[Dataset entries]

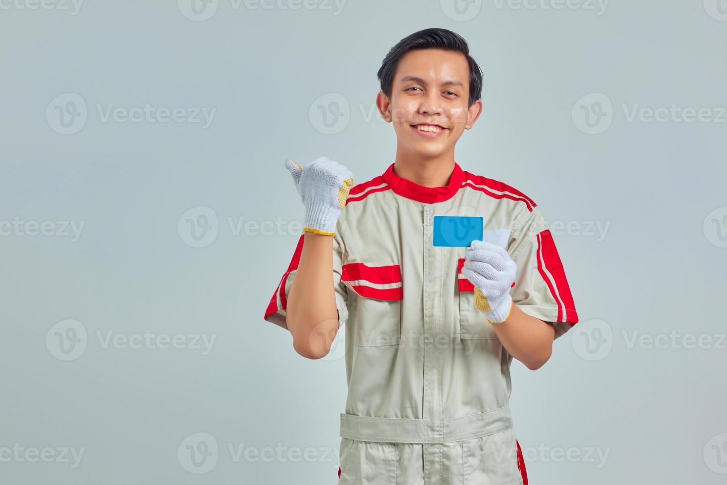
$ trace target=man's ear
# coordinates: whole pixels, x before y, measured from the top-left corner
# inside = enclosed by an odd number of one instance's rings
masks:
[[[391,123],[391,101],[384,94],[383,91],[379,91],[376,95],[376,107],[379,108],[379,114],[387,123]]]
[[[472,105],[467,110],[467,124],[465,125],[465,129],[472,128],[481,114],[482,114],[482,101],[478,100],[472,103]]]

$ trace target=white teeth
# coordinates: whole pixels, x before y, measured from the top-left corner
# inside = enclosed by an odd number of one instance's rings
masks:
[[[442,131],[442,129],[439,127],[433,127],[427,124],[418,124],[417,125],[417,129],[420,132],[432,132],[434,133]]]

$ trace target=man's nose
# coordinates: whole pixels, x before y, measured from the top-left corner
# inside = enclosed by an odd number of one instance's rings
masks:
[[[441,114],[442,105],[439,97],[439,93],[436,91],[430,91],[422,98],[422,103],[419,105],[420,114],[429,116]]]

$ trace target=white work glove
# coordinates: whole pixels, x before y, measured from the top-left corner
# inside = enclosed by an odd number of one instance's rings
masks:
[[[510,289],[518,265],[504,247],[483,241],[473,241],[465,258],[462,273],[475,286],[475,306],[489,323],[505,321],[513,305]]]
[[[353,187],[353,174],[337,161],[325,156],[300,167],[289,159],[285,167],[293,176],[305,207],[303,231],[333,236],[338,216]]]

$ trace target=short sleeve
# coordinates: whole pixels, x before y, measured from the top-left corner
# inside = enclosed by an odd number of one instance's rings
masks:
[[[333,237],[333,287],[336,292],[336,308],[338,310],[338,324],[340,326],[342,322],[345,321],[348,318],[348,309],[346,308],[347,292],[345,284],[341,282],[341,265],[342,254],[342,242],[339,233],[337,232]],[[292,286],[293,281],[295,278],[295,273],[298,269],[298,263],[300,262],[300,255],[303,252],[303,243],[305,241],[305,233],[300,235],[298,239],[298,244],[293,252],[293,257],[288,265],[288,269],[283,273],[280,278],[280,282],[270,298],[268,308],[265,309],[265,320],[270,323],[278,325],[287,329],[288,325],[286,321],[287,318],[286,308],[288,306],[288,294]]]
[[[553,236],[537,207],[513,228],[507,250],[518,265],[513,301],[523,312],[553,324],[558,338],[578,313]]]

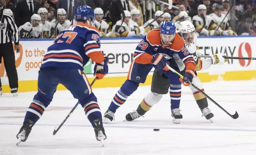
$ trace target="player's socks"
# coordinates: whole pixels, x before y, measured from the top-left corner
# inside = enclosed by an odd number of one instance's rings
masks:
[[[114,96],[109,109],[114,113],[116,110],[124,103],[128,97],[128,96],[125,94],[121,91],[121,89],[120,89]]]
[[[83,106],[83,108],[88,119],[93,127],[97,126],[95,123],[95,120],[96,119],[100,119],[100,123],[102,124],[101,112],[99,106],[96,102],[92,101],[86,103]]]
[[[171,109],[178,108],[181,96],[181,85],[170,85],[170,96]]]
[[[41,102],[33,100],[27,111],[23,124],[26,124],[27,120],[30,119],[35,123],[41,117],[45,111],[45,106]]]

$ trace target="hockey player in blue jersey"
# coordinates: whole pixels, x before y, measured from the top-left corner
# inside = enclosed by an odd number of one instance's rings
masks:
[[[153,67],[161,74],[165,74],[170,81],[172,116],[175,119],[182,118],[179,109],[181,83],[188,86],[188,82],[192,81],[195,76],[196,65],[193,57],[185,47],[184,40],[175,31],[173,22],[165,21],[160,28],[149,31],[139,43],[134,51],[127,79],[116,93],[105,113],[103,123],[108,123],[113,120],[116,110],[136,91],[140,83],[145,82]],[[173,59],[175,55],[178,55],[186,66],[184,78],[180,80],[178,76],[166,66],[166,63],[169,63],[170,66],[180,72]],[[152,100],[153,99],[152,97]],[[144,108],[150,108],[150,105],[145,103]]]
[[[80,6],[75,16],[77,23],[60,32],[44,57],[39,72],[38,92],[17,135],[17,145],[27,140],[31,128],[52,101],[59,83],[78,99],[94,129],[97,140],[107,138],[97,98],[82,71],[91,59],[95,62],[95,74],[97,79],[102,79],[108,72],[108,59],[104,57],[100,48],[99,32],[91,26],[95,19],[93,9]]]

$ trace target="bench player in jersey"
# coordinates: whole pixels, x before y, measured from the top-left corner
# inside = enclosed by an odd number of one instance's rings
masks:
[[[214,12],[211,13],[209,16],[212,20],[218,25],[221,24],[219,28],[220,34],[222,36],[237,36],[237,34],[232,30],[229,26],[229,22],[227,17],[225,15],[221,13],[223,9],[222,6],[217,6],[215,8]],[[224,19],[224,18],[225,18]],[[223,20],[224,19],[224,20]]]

EXERCISE:
Extract every line above that contains the string "target". The match is case-sensitive.

WRITTEN RESPONSE:
$ trace target=man's ear
$ trace target=white teeth
$ trace target=man's nose
$ trace target=white work glove
$ trace target=short sleeve
$ trace target="player's socks"
$ trace target="hockey player in blue jersey"
$ trace target="bench player in jersey"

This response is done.